◆ Aim of the exercise
Reproduce precisely the lines of the listing below, starting with the line that contains "Target: standing person in background" and stopping after the line that contains "Q: Point to the gray"; include nothing else.

◆ Excerpted records
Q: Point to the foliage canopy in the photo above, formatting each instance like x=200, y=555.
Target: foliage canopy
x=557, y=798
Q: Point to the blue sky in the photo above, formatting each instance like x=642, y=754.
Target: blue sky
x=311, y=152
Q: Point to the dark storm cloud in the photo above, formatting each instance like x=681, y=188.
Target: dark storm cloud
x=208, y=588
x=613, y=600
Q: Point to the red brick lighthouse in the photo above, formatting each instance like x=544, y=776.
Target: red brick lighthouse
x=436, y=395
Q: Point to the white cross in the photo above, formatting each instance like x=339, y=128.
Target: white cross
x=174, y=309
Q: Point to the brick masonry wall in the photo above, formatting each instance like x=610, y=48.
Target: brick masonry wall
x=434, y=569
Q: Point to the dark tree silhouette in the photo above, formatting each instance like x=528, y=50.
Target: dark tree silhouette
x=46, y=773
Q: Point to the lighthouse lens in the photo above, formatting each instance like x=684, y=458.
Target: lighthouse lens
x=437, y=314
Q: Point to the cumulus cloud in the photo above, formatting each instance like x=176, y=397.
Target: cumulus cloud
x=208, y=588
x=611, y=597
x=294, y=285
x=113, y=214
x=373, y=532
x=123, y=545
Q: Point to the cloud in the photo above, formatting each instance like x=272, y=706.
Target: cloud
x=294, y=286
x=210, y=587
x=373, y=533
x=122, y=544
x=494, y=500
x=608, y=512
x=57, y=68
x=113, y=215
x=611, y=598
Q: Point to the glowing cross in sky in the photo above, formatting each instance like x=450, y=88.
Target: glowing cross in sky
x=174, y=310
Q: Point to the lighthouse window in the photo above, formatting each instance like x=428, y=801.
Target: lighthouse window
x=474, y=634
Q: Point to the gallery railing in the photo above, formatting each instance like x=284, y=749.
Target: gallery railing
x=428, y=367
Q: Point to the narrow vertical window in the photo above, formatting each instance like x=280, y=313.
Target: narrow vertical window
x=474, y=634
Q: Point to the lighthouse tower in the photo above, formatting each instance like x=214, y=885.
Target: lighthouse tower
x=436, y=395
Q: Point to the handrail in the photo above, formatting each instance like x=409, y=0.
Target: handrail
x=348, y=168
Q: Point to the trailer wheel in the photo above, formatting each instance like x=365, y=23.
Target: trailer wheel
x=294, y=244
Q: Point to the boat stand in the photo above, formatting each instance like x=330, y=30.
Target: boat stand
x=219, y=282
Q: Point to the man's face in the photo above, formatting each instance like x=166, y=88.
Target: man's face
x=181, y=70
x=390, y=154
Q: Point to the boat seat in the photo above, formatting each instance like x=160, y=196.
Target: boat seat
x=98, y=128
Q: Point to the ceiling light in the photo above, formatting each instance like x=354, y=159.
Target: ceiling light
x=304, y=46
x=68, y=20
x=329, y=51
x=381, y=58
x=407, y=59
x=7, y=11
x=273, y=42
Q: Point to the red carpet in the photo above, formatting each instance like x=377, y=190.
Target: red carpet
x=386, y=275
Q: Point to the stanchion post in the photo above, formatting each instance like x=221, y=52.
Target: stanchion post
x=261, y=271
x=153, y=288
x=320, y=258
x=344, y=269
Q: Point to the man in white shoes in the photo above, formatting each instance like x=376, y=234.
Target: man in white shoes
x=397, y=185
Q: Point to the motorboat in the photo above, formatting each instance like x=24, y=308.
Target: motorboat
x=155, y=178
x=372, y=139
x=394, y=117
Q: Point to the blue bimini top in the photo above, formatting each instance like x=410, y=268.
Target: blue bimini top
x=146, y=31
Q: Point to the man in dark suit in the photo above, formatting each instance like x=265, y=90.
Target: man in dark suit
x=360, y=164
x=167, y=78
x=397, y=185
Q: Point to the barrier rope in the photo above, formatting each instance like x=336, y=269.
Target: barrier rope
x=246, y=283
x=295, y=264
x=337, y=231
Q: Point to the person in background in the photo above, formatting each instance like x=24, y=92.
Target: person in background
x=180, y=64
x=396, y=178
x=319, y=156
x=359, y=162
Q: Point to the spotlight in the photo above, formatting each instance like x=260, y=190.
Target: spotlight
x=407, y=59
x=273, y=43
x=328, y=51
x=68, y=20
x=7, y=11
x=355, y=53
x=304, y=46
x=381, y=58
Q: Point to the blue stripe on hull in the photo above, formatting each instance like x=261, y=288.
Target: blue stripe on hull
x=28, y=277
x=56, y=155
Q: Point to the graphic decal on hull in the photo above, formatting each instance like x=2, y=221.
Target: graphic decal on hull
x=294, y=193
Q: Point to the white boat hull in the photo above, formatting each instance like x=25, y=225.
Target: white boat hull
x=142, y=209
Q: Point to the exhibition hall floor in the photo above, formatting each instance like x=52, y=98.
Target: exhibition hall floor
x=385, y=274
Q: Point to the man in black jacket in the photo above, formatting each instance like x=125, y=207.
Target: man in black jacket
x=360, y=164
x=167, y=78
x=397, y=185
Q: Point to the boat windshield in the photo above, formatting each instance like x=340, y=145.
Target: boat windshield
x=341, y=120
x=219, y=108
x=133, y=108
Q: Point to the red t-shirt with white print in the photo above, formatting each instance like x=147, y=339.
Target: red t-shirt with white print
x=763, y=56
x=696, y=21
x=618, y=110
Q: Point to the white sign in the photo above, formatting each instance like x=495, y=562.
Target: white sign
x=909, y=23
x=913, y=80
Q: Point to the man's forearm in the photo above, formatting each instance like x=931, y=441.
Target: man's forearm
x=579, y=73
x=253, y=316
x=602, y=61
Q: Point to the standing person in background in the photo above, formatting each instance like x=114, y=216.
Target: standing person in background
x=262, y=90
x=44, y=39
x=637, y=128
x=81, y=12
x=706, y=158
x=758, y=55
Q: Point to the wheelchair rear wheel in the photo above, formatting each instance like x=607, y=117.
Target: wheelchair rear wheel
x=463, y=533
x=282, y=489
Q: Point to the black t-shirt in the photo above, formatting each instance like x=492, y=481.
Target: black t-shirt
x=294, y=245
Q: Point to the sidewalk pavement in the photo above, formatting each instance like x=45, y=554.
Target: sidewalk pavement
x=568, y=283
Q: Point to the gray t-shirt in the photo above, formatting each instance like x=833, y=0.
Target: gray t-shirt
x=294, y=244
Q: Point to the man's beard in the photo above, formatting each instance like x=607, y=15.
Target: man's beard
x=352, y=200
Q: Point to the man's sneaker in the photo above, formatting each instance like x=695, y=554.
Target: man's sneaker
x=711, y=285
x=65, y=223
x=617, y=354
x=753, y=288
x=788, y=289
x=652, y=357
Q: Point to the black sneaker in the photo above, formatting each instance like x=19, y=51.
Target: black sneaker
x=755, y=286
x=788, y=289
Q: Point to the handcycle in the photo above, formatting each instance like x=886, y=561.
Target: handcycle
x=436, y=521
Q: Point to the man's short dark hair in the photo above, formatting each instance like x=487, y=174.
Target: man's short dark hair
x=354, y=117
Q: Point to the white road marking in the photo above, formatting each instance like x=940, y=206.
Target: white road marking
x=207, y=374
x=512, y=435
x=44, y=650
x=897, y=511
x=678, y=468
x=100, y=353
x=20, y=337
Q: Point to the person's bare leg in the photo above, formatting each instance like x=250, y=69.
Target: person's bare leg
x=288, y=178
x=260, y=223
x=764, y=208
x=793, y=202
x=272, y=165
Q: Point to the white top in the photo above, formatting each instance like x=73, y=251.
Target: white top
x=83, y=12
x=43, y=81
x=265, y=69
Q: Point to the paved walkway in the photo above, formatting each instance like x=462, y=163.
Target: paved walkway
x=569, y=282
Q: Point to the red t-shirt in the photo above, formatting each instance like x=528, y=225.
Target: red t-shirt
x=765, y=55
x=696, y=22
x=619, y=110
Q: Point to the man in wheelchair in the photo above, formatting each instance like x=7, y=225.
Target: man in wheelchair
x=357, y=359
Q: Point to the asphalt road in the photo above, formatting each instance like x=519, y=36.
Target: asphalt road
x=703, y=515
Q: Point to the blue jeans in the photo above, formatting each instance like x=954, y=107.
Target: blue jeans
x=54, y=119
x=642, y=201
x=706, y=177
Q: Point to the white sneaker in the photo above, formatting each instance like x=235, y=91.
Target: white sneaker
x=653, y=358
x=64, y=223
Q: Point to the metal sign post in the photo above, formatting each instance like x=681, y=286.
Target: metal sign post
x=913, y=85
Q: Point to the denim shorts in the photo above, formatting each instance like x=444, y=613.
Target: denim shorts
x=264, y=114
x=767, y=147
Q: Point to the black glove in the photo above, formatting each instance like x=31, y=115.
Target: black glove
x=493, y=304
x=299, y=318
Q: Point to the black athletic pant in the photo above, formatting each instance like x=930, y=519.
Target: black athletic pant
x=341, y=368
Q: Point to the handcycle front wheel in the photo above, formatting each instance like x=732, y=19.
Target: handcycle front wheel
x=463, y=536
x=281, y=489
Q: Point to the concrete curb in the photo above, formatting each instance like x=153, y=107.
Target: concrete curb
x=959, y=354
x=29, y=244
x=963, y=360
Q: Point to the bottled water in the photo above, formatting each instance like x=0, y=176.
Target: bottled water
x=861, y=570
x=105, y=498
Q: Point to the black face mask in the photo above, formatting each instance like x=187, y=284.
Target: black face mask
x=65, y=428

◆ Result of the exercise
Target: standing person in background
x=262, y=90
x=44, y=39
x=637, y=128
x=81, y=12
x=706, y=158
x=758, y=55
Q: Point to the wheelchair rear wheel in the photo above, formatting each instance like x=607, y=117.
Target: wheelchair rear wheel
x=463, y=533
x=282, y=489
Q: Point to the black t-shirt in the photo above, formatting each instance like x=492, y=481.
Target: black t-shirt
x=294, y=245
Q: Point to the sidewalk pavement in the photo above, formatting each instance like x=45, y=554.
Target: sidewalk pavement
x=568, y=283
Q: Point to the gray t-shirt in the photo above, formatting each instance like x=833, y=0.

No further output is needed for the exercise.